What the task requires:
Everything in the data should be repeated exactly, save for the images.
[START OF Information given]
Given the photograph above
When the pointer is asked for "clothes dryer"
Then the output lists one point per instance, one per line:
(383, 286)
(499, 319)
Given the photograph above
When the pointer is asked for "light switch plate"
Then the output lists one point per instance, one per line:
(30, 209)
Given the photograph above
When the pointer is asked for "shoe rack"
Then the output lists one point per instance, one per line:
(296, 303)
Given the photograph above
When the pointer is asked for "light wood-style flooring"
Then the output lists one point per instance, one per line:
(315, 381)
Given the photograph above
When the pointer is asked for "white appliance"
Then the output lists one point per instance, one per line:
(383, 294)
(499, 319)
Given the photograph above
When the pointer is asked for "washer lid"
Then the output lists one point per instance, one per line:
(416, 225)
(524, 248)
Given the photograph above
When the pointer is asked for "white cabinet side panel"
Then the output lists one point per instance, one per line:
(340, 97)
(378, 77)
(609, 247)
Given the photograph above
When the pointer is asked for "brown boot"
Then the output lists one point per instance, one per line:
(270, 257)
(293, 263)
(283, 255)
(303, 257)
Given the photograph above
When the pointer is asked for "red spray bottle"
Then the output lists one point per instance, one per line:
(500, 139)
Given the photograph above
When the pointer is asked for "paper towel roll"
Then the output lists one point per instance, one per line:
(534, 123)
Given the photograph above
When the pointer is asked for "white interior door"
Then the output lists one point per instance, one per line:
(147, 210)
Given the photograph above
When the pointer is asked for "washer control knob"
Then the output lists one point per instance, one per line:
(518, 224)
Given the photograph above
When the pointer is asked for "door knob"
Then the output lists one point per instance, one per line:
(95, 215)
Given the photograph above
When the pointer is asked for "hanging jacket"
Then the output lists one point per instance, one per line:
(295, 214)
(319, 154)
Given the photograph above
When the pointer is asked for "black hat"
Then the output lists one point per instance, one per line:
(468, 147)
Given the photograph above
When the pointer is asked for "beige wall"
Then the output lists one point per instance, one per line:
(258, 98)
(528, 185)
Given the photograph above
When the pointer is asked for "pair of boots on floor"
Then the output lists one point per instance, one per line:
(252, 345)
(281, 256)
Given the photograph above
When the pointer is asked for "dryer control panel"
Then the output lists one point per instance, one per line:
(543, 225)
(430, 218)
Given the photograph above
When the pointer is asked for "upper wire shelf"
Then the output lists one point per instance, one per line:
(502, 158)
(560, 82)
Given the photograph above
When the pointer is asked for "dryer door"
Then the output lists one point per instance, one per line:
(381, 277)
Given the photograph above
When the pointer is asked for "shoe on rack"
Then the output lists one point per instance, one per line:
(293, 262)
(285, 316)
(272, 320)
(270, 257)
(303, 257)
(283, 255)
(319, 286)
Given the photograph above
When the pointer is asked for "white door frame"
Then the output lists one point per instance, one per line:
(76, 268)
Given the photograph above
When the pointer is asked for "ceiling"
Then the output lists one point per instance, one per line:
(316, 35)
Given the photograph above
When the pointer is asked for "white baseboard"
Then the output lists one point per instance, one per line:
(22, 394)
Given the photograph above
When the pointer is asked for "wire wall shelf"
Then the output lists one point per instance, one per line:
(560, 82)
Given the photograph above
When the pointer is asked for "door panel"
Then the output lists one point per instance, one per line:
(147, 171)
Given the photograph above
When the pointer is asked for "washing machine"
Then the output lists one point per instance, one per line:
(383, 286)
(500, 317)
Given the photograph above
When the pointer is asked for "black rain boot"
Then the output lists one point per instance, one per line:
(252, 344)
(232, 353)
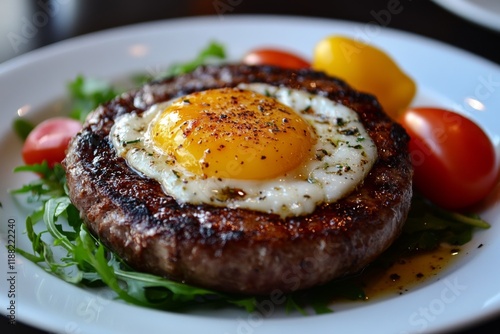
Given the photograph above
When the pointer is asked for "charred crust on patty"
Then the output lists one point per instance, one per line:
(237, 250)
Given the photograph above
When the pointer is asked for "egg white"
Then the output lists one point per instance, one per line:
(343, 155)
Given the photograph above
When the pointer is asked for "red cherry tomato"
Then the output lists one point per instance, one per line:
(454, 160)
(276, 57)
(49, 140)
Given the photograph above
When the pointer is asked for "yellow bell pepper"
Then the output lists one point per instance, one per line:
(367, 69)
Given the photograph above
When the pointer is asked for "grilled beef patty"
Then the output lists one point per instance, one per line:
(237, 250)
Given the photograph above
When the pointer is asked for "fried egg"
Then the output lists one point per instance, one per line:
(255, 146)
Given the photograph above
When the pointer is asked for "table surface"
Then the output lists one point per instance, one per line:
(80, 17)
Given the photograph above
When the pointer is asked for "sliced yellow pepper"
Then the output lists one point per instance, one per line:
(367, 69)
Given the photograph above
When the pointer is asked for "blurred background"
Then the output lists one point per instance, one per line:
(25, 25)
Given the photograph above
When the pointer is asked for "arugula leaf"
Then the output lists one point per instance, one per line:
(22, 127)
(212, 53)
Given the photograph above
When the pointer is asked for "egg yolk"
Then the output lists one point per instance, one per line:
(233, 133)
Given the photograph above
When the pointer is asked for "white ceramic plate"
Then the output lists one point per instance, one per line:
(465, 292)
(482, 12)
[END OF Information given]
Exercise response:
Given the photograph above
When the pointer is asked for "clothes dryer"
Then the output lists one point per instance, one per line:
(383, 286)
(499, 319)
Given the photograph above
When the pointer is asked for "light switch plate"
Then the output lists one point per instance, one per line:
(30, 209)
Given the photograph above
When the pointer is asked for "shoe rack"
Then the output lists one point per instance, one per line:
(296, 303)
Given the photograph above
When the pointer is asked for "light wood-style flooring"
Then the output lists one point per instance, one per line:
(315, 381)
Given the photograph above
When the pointer is asked for "white appliance"
Then the output lists one point per instance, one per line:
(383, 294)
(499, 319)
Given the photograph above
When the pointer is asked for "washer lid"
Then the output lists one point per instance, one per line:
(416, 225)
(524, 248)
Given the photograph above
When the pointer is asked for "white cabinet side panel"
Then the output lists one point per instance, one per line:
(340, 97)
(378, 77)
(609, 247)
Given the photograph above
When the pointer is asked for "brown boot"
Then the output lists one point per instance, one per line:
(270, 257)
(293, 263)
(283, 255)
(303, 257)
Given the photograph above
When the pointer is asked for "red spray bottle"
Then the output lists one point per instance, one per line:
(500, 139)
Given the photograph above
When the pointer is asked for "paper towel roll"
Then the output lists one point per instance, one per line:
(534, 123)
Given the photograph above
When the pointer is asked for "white interior door"
Then the output lists one point per instance, one per line:
(147, 210)
Given the photograph above
When the pointer is asked for "washer control knob"
Then the output lists one point per instance, one per line:
(518, 224)
Given the photograph above
When the pointer is asked for "door knob"
Then the output lists one point per instance, one per line:
(95, 215)
Given the photograph above
When the pointer is asked for "hanging jacket"
Then the output lists one point per instance, one per line:
(295, 214)
(319, 154)
Given the photograph above
When the pointer is asked for "black hat"
Then the output lists one point per instance, one per line:
(468, 147)
Given the photograph above
When the pointer is asked for "beige wall"
Then the output lists one point per instance, one per line:
(258, 98)
(528, 185)
Given the photograph above
When the pointer is asked for "pair of boots on floor"
Then the output lists one point per instance, one per line:
(252, 345)
(281, 256)
Given the photograph above
When the pointer is asked for "dryer control panel"
Then the output lists one point per instance, one per line:
(543, 225)
(430, 218)
Given the photograph above
When the pointer is asked for "upper wire shelf"
Then the output lists one point per instance, one per line:
(502, 158)
(560, 82)
Given the photograph above
When the pointer is asked for "dryer door"
Then the output lists one point per instance, one per line:
(381, 277)
Given the photograph above
When the pointer is asked for "shoe on rack"
Then the output lists one point per instance, one per line:
(293, 262)
(285, 316)
(272, 320)
(270, 257)
(303, 257)
(283, 255)
(319, 286)
Given the photograph above
When the pointer is asked for "white door frame"
Then the output lists one point per instance, one per line:
(76, 268)
Given the photograph above
When the pointer is asked for "ceiling"
Then the output lists one point per instance, one per line:
(316, 35)
Given the photograph above
When the pointer is asked for "white baseboard"
Then the output lists one point per instance, one per line:
(22, 394)
Given the photograph above
When the pointer is asked for "wire wall shelf"
Then the output lists one point per instance, one per line:
(560, 82)
Given the photograph above
When the pointer is asked for "door panel"
Then the output lists one point per instance, one per line:
(147, 171)
Given the photograph above
When the pointer is asked for "washing machine"
Then the output lists one point per instance, one per line:
(383, 286)
(500, 317)
Given the photograph above
When the pointer is asked for "black rain boot"
Then the output lists one point per instance, one per line:
(252, 344)
(232, 353)
Given the photograph above
When the pointer is asked for "charred crust on patty"
Then the output lists one point per instance, one per line:
(237, 250)
Given the photograph above
When the pointer is asked for "egg white"
Then the output lists one point per instance, one per line:
(343, 155)
Given the photograph above
When the pointer is asked for "red cherry tomato"
Then the output lists one point per instance, one per line:
(454, 160)
(276, 57)
(49, 140)
Given the photograph above
When the pointer is asked for "yellow bell pepper"
Then the output lists one point per instance, one per line:
(367, 69)
Given the photograph above
When the pointer is asked for "grilled beef patty"
Then the output lists one point per instance, one per line:
(237, 250)
Given the photograph above
When the pointer is asked for "fried egg"
Then the output lists one point per instance, one per line:
(255, 146)
Given the photograph above
When the pointer is asked for "table surface"
Then the output lists one point per instance, one per line:
(80, 17)
Given the photograph above
When the pointer is asked for "sliced yellow pepper"
Then the output lists one point per instance, one per line:
(367, 69)
Given the photograph above
When the pointer is asked for "blurred background"
Then the output lists one point per instance, one per line:
(25, 25)
Given the photograph above
When the pointer is asked for "arugula leaf"
Then the output lists one point per instance, one per line:
(22, 127)
(212, 53)
Given the photograph above
When the pointer is asked for "egg yolk"
Then the output lists one point per instance, one per line:
(233, 133)
Given the photograph above
When the pointer is asked for "white ceramic plate"
Then the output lists one point per instance, one per line:
(465, 292)
(482, 12)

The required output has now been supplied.